-- begin EXTRACT TO READ --

It doesn’t take a seasoned pensions industry expert to latch
on to the fact that defined benefits pension provision is waning
and, in the main, has been replaced, rightly or wrongly, with defined
contribution.
One of the main reasons for this migration from one end of the spectrum
to the other has been a lack of a 'safety valve' middle option post
the dotcom bubble.
But we are where
we are and defined contribution is on the up, in particular contract-based
clearly overtaking trust-based which, in the early days, was a popular
option – as it meant just adding a new category to the existing
DB scheme.
The contract-based DC scheme could, of course, be replaced by the
mother of all DC schemes – Personal Accounts – especially
if the Personal Accounts Delivery Authority (PADA) project structuring
goes to plan and the intricate qualifying earnings rules don’t
throw the whole post 2012 reality into a bureaucratic maelstrom.
At the same
time as DC develops, the withering-on-the-vine DB continues to dominate
in terms of funds under management and represents an attractive
prospect to the burgeoning buy-out market.
The approximately £3bn worth of pension assets bought out
through various new buy-out market participants – predominantly
Paternoster and Legal & General – could well be the tip
of the iceberg especially if the risk-free rate of return Accounting
Standards Board proposal and the long cohort Pension Regulator trigger
come to fruition.
Best estimates
in the short term are probably of £50-£60bn moving back
into insurance contracts from the self administered pension environment
over the next three years.
This completes the cycle of insured arrangements to self administered
and back to insured arrangements over the last 30 or 40 years. Having
said that, £50bn would represent less than 5 per cent of the
total UK DB pension liabilities and it may not be until seven to
ten years' time that the exponential part of the buy-out market
growth phase kicks in especially when economic interest disappears
– when active membership becomes deferred and pensioner membership.
At this point in the DB life-cycle the company perception is one
of pure financial baggage and any chance to off-load the risk, in
particular the longevity risk, will be just too tempting.
Importantly,
it is for the industry and the regulators to ensure that the buyout
market is not distorted by avarice and that transparency of assets,
risks and liabilities remains throughout.
So where does
this leave the UK working population’s expectations?
What is easy to forget is that the issues relating to DB schemes
in respect of stock market volatility and increasing life expectancy
all apply to DC arrangements – the only difference being that
the risk is in different hands .

-- end EXTRACT TO READ --

TASK INSTRUCTIONS:
• 1. From the pensions article, list every organization it names.
• 2. Answer these questions from the pensions article, one answer a line.
(a) About how much in pension assets has been bought out so far through the new buy-out market participants?
(b) What share of total UK DB pension liabilities would £50bn represent?
(c) Which two issues relating to DB schemes does the article say also apply to DC arrangements?
• 3. Pick up the pensions article after its last sentence and continue it.

-- begin EXTRACTED DATA --

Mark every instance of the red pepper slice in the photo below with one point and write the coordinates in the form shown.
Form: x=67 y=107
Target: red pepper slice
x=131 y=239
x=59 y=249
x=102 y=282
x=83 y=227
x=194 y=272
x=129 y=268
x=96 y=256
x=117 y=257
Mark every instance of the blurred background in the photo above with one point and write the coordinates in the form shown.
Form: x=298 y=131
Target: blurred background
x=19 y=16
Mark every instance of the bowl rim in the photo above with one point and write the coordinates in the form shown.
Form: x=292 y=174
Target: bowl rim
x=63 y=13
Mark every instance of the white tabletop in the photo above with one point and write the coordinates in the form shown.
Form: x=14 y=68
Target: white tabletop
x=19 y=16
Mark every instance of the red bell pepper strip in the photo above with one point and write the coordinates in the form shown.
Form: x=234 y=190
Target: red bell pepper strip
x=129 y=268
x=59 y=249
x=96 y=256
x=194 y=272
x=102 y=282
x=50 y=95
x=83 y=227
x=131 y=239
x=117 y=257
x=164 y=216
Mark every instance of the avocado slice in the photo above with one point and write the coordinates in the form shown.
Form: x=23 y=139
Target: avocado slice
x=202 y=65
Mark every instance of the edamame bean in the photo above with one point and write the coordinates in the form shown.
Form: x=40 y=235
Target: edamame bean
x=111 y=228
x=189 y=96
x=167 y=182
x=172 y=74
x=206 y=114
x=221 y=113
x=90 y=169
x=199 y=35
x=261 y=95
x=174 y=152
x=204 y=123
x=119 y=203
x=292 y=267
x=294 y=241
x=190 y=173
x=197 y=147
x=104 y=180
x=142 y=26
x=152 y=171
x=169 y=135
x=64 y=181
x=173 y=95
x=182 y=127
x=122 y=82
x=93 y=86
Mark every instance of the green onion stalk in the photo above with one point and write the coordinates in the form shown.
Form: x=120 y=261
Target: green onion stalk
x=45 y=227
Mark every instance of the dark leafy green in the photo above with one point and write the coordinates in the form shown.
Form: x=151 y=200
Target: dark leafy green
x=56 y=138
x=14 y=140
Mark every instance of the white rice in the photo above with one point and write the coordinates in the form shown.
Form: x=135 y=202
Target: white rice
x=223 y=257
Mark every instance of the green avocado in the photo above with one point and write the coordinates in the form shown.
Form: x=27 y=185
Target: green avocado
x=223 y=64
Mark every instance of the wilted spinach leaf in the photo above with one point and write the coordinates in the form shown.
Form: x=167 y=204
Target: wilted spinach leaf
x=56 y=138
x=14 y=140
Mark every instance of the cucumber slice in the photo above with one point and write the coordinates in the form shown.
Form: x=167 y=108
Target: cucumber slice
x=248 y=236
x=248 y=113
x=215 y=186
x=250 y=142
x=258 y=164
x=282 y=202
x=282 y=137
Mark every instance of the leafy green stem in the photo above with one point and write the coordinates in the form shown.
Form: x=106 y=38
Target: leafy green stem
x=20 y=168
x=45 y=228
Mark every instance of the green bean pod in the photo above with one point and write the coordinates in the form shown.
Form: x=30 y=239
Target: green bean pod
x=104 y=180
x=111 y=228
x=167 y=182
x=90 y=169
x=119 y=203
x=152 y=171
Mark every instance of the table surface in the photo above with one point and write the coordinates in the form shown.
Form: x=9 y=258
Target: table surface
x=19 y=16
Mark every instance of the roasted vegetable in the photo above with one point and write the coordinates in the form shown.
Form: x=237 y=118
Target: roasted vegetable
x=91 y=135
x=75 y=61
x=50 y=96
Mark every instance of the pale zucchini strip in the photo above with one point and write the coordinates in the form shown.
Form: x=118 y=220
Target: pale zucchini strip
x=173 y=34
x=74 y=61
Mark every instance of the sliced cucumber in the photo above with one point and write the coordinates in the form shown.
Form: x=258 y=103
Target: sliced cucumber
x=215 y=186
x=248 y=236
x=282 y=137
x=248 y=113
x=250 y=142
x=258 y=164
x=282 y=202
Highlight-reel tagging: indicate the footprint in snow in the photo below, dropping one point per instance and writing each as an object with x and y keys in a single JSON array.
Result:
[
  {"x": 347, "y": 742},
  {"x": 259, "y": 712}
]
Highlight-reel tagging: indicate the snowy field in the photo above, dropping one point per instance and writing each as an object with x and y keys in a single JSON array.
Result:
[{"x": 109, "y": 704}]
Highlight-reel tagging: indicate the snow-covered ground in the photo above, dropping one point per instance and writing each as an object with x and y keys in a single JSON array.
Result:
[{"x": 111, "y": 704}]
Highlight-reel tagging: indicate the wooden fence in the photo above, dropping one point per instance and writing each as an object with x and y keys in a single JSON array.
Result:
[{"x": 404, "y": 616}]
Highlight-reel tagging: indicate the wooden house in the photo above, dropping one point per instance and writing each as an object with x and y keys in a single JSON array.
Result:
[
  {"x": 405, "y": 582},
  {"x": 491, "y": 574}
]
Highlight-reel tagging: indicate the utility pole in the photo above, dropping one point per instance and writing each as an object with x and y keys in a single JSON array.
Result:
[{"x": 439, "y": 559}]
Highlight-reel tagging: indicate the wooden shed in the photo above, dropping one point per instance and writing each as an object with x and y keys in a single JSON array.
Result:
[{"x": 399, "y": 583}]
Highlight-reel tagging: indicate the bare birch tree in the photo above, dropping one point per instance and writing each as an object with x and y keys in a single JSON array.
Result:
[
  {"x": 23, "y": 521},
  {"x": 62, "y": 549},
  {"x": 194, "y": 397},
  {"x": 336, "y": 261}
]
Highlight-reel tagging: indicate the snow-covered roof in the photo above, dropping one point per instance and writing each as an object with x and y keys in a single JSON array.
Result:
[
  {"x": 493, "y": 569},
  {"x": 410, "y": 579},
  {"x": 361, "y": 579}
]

-- end EXTRACTED DATA --

OUTPUTS FOR THE TASKS:
• 1. Personal Accounts Delivery Authority (PADA), Paternoster, Legal & General, Accounting Standards Board, Pension Regulator

• 2.
(a) Approximately £3bn.
(b) Less than 5 per cent.
(c) Stock market volatility and increasing life expectancy.

• 3.
What these factors
do create is a much greater shock factor especially when the converted
pension is compared with the often attractive fund value that precedes
it. The attraction of that fund value is, of course, relative and
will only really be attractive both in pre and post retirement quantum
if overall savings levels become ‘more adequate’.
Auto-enrolment may be part of the answer but there is a need for
more creativity and empathy right the way through the pre-retirement
generations. For example, providing some sort of cash outlets along
the way in emergencies would make parting with the money in the
first place less daunting. It is also imperative that employee moral
hazard is avoided in respect of 2012 and beyond, and avoiding the
'pension sorted' mentality when actually the amounts, while welcome
additions, can hardly be described as hugely valuable pensions in
their own right, especially in the early days.
The danger is that once the non-pensioned are pensioned, the reserve
in respect of their other finances will be severely in jeopardy.
Past experiences where compulsion or auto-enrolment have been introduced
have, in some cases, resulted in a reduction in overall savings
because of this 'phenomena'.
So apart from
expanding buy-out markets, a wilting DB environment, an increasing
DC environment what else is going to change? Well, what is going
to change is the need, both in terms of the time horizon and in
terms of the flexibility, to accommodate the future changing work/life
patterns.
Whether these
expectations and aspirations will be met is of course debatable,
but the human race never fails to amaze; where there’s a will
there’s a way and, while the future of pensions has been rosier,
there are certainly one or two crumbs of comfort.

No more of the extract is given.